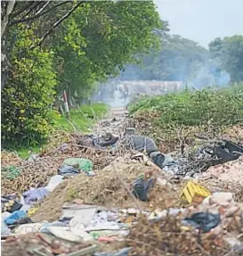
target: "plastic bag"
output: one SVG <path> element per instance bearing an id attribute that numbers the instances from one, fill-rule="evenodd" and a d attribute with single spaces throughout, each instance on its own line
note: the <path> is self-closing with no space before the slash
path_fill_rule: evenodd
<path id="1" fill-rule="evenodd" d="M 93 170 L 93 162 L 85 158 L 68 158 L 63 161 L 63 166 L 72 166 L 76 167 L 79 170 L 83 170 L 85 172 L 89 172 Z"/>
<path id="2" fill-rule="evenodd" d="M 32 188 L 23 193 L 25 203 L 33 204 L 42 200 L 48 194 L 49 191 L 45 187 Z"/>
<path id="3" fill-rule="evenodd" d="M 155 179 L 149 178 L 144 180 L 143 178 L 138 178 L 134 184 L 134 194 L 142 201 L 149 200 L 149 193 L 150 189 L 154 186 Z"/>
<path id="4" fill-rule="evenodd" d="M 58 174 L 62 176 L 74 176 L 79 174 L 79 170 L 72 166 L 65 165 L 58 169 Z"/>
<path id="5" fill-rule="evenodd" d="M 45 188 L 49 192 L 53 192 L 62 182 L 62 178 L 63 176 L 61 175 L 53 176 Z"/>
<path id="6" fill-rule="evenodd" d="M 201 229 L 203 232 L 209 232 L 212 228 L 217 227 L 220 223 L 220 214 L 213 214 L 208 212 L 197 212 L 190 218 L 185 218 L 182 224 L 192 226 Z"/>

□ □ □ □ □

Written problem: Rewrite the data above with "target" renamed to "label" and nothing else changed. Leave the pictures out.

Solution below:
label: "plastic bag"
output: one SVG <path> element per instance bearing an id attribute that numbers the instances from one, fill-rule="evenodd" and a d attribute with single spaces throughout, each instance on its own line
note: the <path> is self-closing with no space before the slash
path_fill_rule: evenodd
<path id="1" fill-rule="evenodd" d="M 93 170 L 93 162 L 85 158 L 68 158 L 63 161 L 63 166 L 72 166 L 76 167 L 79 170 L 83 170 L 85 172 L 89 172 Z"/>
<path id="2" fill-rule="evenodd" d="M 32 188 L 23 193 L 25 203 L 33 204 L 42 200 L 48 194 L 49 191 L 45 187 Z"/>
<path id="3" fill-rule="evenodd" d="M 155 179 L 149 178 L 144 180 L 143 178 L 138 178 L 134 184 L 134 194 L 142 201 L 149 200 L 149 193 L 150 189 L 154 186 Z"/>
<path id="4" fill-rule="evenodd" d="M 58 174 L 62 176 L 74 176 L 79 174 L 79 170 L 72 166 L 65 165 L 58 169 Z"/>
<path id="5" fill-rule="evenodd" d="M 45 188 L 49 192 L 53 192 L 62 182 L 62 178 L 63 176 L 61 175 L 53 176 Z"/>
<path id="6" fill-rule="evenodd" d="M 201 229 L 203 232 L 209 232 L 212 228 L 217 227 L 220 223 L 220 214 L 213 214 L 208 212 L 197 212 L 190 218 L 185 218 L 182 224 L 192 226 Z"/>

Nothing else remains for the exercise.